* [PASSAGE PROVIDED]:
┄┄┄┄┄┄┄┄┄┄┄┄┄┄┄┄┄┄┄┄

TYLER, Texas — Everyone wants to stay safe during the pandemic. Knowing that it is spreading faster these days, many businesses are taking extra precautions, but some are trying to free themselves from liability in case a customer gets sick.
A viewer from Tyler called the CBS19 Helpline about his apartment complex. Management put letters on doors of each resident, asking them to release the complex from any damages if the tenant gets COVID-19, even if it is due to the complex’s actions or negligence.
So, his question was, “is this legal and do I have to sign it?”
For an answer, we turned to Randy Roberts, a lawyer with decades of experience in liability claims. He said a release of liability like this is fairly common.
“You see it on almost anything you buy these days,” he stated. “If you buy a ticket to a concert or a ticket to a baseball game, somewhere on the back of it is some small print saying you’re releasing everybody of liability.”
Roberts said there are three things a waiver like that must do in order to be enforceable. “First of all, the contract language that releases liability has to be very clear and specific,” he said. “It just can’t be a release of liability for being alive that day.”
The second criteria a waiver must include to be enforceable is that it must be obvious. “That language must be conspicuous,” explained. “It can’t be in fine print on the back of the document.”
The waiver our viewer was asked to sign appears to meet those two criteria. But Roberts said Texas is a “freedom of contract” state, meaning each party is able to enforce a contract against the other, so there is another requirement that Roberts said this waiver does not meet.

┄┄┄┄┄┄┄┄┄┄┄┄┄┄┄┄┄┄┄┄

* [DATA TO EXAMINE]:
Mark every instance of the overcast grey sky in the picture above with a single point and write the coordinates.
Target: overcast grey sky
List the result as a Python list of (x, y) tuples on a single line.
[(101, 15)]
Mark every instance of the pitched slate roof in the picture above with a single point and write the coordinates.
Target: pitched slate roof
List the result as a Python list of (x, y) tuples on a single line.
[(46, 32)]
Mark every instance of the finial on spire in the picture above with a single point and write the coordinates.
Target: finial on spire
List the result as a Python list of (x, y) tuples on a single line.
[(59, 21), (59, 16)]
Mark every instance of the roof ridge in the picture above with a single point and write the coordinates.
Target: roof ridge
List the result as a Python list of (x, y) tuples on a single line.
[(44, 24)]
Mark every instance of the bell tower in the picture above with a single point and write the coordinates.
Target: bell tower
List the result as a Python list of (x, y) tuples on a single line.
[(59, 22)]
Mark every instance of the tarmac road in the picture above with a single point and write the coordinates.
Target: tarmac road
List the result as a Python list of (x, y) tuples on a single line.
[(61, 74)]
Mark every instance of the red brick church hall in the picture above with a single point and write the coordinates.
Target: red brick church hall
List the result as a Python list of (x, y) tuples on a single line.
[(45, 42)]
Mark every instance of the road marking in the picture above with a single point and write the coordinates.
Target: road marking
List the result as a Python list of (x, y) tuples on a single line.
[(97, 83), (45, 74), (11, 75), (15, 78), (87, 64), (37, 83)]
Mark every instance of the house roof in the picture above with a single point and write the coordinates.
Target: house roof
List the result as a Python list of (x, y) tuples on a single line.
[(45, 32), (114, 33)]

┄┄┄┄┄┄┄┄┄┄┄┄┄┄┄┄┄┄┄┄

* [PROBLEM TO SOLVE]: Continue the article about the Tyler apartment complex's COVID-19 liability waiver, starting after its last sentence.

* [EXERCISE OUTPUT]:
“That form is worthless unless they have given you something in return for accepting it,” he claimed. “In other words, paid you to make it part of the contract.”
Since the waiver does not offer anything to the tenant, we can verify that it is not enforceable and the tenant does not have to sign it.
But Roberts added that there is a difference between asking an existing tenant with a long-term lease to sign something like this and asking a brand-new tenant to sign it. “If the tenant and the landlord agree to something in advance, that’s a binding contract,” he said. “But the landlord just can’t come in and change the contract midway through the lease.”
Roberts also mentioned that contracts cannot be enforced against children in Texas, so if the tenant is under the age of 18, the waiver would be invalid, or if a parent does sign it as part of their lease, it would not apply to their kids.